» **STATED EXERCISE**: Reproduce the material exactly, omitting nothing.

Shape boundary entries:

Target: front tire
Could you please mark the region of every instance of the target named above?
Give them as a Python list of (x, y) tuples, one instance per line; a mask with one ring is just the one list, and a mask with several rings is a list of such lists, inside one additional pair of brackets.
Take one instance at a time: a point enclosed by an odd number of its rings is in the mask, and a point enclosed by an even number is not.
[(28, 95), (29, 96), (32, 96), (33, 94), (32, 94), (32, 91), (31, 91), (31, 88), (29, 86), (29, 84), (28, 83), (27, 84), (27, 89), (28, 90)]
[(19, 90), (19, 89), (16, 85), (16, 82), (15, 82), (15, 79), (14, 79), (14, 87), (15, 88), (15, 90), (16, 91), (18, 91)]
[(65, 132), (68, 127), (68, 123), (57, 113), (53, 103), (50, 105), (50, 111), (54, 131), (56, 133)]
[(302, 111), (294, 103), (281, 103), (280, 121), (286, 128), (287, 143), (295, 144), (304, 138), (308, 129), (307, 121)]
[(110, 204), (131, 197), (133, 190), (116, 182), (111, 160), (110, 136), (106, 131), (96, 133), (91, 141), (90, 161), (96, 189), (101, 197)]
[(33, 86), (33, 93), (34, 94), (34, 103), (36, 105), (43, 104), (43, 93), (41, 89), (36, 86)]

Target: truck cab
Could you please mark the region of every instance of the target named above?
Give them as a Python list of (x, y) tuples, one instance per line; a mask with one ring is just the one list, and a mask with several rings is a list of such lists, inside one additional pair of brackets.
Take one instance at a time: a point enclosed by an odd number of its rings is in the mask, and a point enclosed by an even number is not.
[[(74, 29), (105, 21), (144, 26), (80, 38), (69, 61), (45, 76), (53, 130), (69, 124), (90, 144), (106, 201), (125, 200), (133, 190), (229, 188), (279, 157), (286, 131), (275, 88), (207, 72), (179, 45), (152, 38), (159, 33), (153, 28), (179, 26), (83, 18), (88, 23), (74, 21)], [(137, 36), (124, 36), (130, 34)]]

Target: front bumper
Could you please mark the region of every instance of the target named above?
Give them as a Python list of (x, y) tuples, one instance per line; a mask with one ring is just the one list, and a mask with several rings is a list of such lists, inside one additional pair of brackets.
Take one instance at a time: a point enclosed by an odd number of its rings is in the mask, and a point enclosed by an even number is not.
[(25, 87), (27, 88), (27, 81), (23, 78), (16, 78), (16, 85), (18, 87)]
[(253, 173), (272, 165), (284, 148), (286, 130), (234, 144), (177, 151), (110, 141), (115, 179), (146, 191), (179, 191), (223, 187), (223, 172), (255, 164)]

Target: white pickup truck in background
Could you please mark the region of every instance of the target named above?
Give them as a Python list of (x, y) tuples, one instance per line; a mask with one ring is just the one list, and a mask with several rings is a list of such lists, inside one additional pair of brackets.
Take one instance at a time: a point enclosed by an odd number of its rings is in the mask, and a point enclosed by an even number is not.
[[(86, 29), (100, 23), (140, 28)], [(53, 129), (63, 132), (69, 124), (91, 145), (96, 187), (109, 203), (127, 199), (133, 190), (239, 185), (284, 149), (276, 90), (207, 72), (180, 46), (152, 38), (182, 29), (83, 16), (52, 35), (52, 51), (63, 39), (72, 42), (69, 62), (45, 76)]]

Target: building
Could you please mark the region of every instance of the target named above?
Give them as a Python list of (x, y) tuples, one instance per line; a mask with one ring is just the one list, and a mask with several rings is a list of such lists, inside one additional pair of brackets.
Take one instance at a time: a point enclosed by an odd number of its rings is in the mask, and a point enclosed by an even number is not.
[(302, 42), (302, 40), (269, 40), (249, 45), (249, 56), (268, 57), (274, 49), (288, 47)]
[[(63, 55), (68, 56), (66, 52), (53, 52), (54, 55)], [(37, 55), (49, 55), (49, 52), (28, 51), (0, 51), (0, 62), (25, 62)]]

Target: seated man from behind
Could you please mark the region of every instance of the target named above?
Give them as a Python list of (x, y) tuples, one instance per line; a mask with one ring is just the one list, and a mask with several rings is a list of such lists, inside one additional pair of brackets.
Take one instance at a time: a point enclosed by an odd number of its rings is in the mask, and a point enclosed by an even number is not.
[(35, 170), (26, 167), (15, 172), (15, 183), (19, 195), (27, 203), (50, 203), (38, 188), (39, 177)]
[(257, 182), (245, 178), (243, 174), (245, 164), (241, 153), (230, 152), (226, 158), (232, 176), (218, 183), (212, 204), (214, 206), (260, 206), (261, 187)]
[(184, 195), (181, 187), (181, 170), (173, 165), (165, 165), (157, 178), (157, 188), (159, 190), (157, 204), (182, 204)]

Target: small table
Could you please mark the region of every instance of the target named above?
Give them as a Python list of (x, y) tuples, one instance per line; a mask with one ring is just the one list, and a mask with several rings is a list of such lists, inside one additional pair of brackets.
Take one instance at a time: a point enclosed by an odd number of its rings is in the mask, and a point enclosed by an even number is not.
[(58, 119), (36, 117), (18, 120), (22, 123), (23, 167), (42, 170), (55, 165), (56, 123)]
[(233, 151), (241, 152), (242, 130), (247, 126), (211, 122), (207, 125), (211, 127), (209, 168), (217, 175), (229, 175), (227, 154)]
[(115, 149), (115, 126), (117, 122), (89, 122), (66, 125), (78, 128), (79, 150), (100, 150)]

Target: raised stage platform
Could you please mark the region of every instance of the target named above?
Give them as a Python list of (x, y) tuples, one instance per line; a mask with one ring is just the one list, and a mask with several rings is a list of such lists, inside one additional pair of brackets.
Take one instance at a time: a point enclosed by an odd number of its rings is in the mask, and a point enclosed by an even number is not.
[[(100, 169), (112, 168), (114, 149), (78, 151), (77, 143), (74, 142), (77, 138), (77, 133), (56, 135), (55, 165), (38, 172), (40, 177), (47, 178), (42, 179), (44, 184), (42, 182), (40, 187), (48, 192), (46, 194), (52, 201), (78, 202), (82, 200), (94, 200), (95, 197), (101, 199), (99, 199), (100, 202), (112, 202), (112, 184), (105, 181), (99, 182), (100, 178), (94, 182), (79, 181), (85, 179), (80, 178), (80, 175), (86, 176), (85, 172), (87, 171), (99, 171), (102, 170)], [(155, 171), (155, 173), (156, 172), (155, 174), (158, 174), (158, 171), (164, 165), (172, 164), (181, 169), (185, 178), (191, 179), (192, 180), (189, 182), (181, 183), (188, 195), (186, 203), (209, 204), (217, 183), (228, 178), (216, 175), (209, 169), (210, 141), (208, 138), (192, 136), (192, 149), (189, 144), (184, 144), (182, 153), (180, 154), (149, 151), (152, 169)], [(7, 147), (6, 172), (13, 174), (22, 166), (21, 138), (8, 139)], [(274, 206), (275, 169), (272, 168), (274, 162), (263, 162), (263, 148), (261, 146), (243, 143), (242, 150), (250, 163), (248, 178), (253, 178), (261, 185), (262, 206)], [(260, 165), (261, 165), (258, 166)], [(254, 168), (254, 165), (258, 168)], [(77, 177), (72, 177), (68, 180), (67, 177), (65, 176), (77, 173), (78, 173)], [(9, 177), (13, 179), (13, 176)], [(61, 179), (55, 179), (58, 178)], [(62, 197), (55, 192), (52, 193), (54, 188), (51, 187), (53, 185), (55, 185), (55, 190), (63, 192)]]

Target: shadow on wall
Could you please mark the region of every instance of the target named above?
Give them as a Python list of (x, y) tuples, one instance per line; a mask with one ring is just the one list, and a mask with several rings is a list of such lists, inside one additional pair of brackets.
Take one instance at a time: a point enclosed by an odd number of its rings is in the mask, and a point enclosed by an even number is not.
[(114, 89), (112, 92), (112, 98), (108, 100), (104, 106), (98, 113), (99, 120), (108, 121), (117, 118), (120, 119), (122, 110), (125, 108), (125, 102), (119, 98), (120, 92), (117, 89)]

» **EXERCISE RESULT**:
Target: front tire
Could you please mark the region of every instance of the target named above?
Give them as a Python list of (x, y) tuples, one instance per line; a mask with one ring is just the one list, and a mask with several rings is a list of such lists, inside one additional pair of brackets.
Take one instance at a time: a point enclosed by an odd number of its rings is in the mask, and a point enclosed by an even number is not.
[(28, 95), (29, 96), (32, 96), (33, 94), (32, 94), (32, 91), (31, 91), (31, 88), (29, 86), (29, 84), (28, 83), (27, 84), (27, 89), (28, 90)]
[(19, 90), (19, 89), (16, 85), (16, 82), (15, 82), (15, 79), (14, 79), (14, 87), (15, 88), (15, 90), (16, 91), (18, 91)]
[(65, 132), (68, 127), (68, 123), (57, 113), (53, 103), (50, 105), (50, 111), (54, 131), (56, 133)]
[(302, 111), (294, 103), (281, 103), (280, 121), (286, 128), (287, 143), (295, 144), (304, 138), (308, 129), (307, 121)]
[(110, 204), (131, 197), (133, 190), (116, 182), (111, 160), (110, 136), (106, 131), (96, 133), (91, 141), (90, 161), (96, 189), (101, 197)]
[(33, 86), (33, 93), (34, 94), (34, 103), (36, 105), (43, 104), (43, 93), (41, 89), (36, 86)]

Target: truck cab
Could you please mark the region of every instance of the target named above?
Give them as a Python list of (x, y) tuples, one instance per line; a mask with one ring is just the one list, and a mask with several rings is a list of such lists, inside one additional pair of brackets.
Take one instance at a time: a point enclosed by an odd number of its rings is in the mask, and a point enclosed by an even number is not.
[[(74, 29), (105, 21), (144, 26), (80, 38), (69, 61), (45, 76), (53, 130), (69, 124), (90, 144), (106, 201), (125, 200), (133, 190), (229, 188), (279, 157), (286, 131), (275, 88), (207, 72), (179, 45), (152, 38), (159, 33), (153, 28), (179, 26), (83, 18), (88, 23), (74, 21)], [(137, 36), (124, 36), (130, 34)]]

Target: front bumper
Could you please mark the region of every instance of the target named above?
Give them as a Python list of (x, y) tuples, one instance per line; a mask with one ring is just the one list, and a mask with several rings is a list of such lists, inside one additional pair of brackets.
Take one instance at a time: a point enclosed by an odd number of its rings is in the mask, and a point enclosed by an even number is not.
[(25, 87), (27, 88), (27, 81), (23, 78), (16, 78), (16, 85), (18, 87)]
[(253, 173), (272, 165), (284, 148), (286, 130), (234, 144), (177, 151), (110, 141), (115, 179), (146, 191), (179, 191), (223, 187), (223, 172), (255, 164)]

Target: white pickup truck in background
Could you please mark the region of every instance of the target named above?
Give them as a Python list of (x, y) tuples, one instance per line; a mask with one ring is just the one list, and a mask with several rings is a list of such lists, inside one additional pair of brackets.
Take one instance at a time: a point enclosed by an odd number of its rings is in the mask, and a point enclosed by an even number is not.
[[(86, 29), (100, 23), (140, 28)], [(53, 129), (63, 132), (69, 124), (91, 145), (96, 187), (109, 203), (127, 199), (133, 190), (239, 185), (284, 149), (276, 90), (207, 72), (180, 46), (152, 38), (182, 29), (83, 16), (52, 35), (52, 51), (63, 39), (72, 42), (69, 62), (45, 76)]]

Target: building
Could you please mark the region of every instance of the target named above?
Give them as a Python list of (x, y) tuples, one instance per line; a mask with one ring is just the one list, and a mask with several rings is a list of such lists, inside one additional pair of brackets.
Take one instance at a time: a point enclosed by an odd number of its rings is in the mask, and a point enclosed by an even number is not.
[(302, 42), (302, 40), (269, 40), (249, 45), (249, 56), (268, 57), (274, 49), (288, 47)]
[[(63, 55), (68, 56), (66, 52), (53, 52), (54, 55)], [(37, 55), (49, 55), (49, 52), (28, 51), (0, 51), (0, 62), (25, 62)]]

Target: seated man from behind
Could you please mark the region of every instance of the target named above?
Give them as a Python list of (x, y) tuples, one instance per line; a mask with one ring is just the one list, and a mask with several rings is a list of such lists, inside one additional pair of brackets.
Take one instance at a time: a point enclosed by an odd number of its rings is in the mask, and a point enclosed by an even number is not.
[(35, 170), (26, 167), (15, 172), (15, 183), (19, 195), (27, 203), (50, 203), (38, 188), (39, 177)]
[(257, 182), (245, 178), (243, 174), (245, 164), (241, 153), (230, 152), (226, 158), (232, 176), (218, 183), (212, 204), (214, 206), (260, 206), (261, 187)]
[(184, 195), (181, 187), (181, 170), (173, 165), (165, 165), (157, 178), (157, 188), (159, 190), (157, 204), (182, 204)]

Target: small table
Could you please mark the region of every instance of the target named above?
Give them as a Python list of (x, y) tuples, one instance per line; a mask with one ring is just the one list, and a mask with several rings is a list of such lists, inside one additional pair of brackets.
Take one instance at a time: a point enclosed by an odd number of its rings is in the mask, and a point enclosed by an even number is not.
[(58, 119), (36, 117), (18, 120), (22, 123), (23, 167), (42, 170), (55, 165), (56, 123)]
[(233, 151), (241, 152), (242, 130), (247, 126), (211, 122), (207, 125), (211, 127), (209, 168), (217, 175), (229, 175), (227, 154)]
[(115, 149), (115, 126), (117, 122), (89, 122), (66, 125), (78, 128), (79, 150), (100, 150)]

Target: raised stage platform
Could you please mark the region of every instance of the target named above?
Give them as a Python list of (x, y) tuples, one instance per line; a mask with one ring is just the one list, and a mask with several rings is a list of such lists, inside one additional pair of brackets.
Take one instance at a time: a point enclosed by an odd number of its rings is in the mask, and a point enclosed by an even number is not.
[[(100, 169), (112, 168), (114, 149), (78, 151), (77, 143), (74, 142), (77, 138), (77, 133), (56, 135), (55, 165), (38, 172), (40, 177), (47, 178), (42, 179), (44, 184), (42, 182), (40, 187), (48, 192), (46, 194), (52, 201), (78, 202), (82, 200), (94, 200), (95, 197), (101, 199), (99, 199), (100, 202), (112, 202), (112, 184), (105, 181), (99, 182), (100, 178), (94, 182), (79, 181), (85, 179), (80, 178), (80, 175), (86, 176), (85, 172), (87, 171), (99, 171), (102, 170)], [(155, 171), (155, 173), (156, 172), (155, 174), (158, 174), (158, 171), (164, 165), (172, 164), (181, 169), (185, 178), (191, 179), (192, 180), (189, 182), (181, 183), (188, 195), (186, 203), (209, 204), (217, 183), (228, 178), (216, 175), (209, 169), (210, 141), (208, 138), (192, 136), (192, 149), (189, 144), (184, 144), (182, 153), (180, 154), (149, 151), (152, 169)], [(7, 147), (6, 172), (13, 174), (22, 166), (21, 138), (8, 139)], [(274, 206), (275, 169), (272, 168), (274, 162), (263, 162), (263, 148), (261, 146), (243, 143), (242, 150), (250, 163), (248, 178), (253, 178), (261, 185), (262, 206)], [(260, 165), (261, 165), (258, 166)], [(254, 168), (254, 165), (258, 168)], [(77, 177), (72, 177), (68, 180), (67, 177), (65, 176), (77, 173), (78, 173)], [(9, 177), (13, 179), (13, 176)], [(61, 179), (55, 179), (58, 178)], [(62, 197), (55, 192), (52, 193), (54, 188), (51, 187), (53, 185), (55, 185), (55, 190), (63, 192)]]

Target: shadow on wall
Could you please mark the region of every instance of the target named above?
Give them as a Python list of (x, y) tuples, one instance per line; a mask with one ring is just the one list, and a mask with several rings is a list of such lists, inside one additional pair of brackets.
Take one instance at a time: a point enclosed by an odd number of its rings is in the mask, and a point enclosed by an even number is not.
[(114, 89), (112, 92), (112, 98), (108, 100), (104, 106), (98, 113), (99, 120), (108, 121), (117, 118), (120, 119), (122, 110), (125, 108), (125, 102), (119, 98), (120, 92), (117, 89)]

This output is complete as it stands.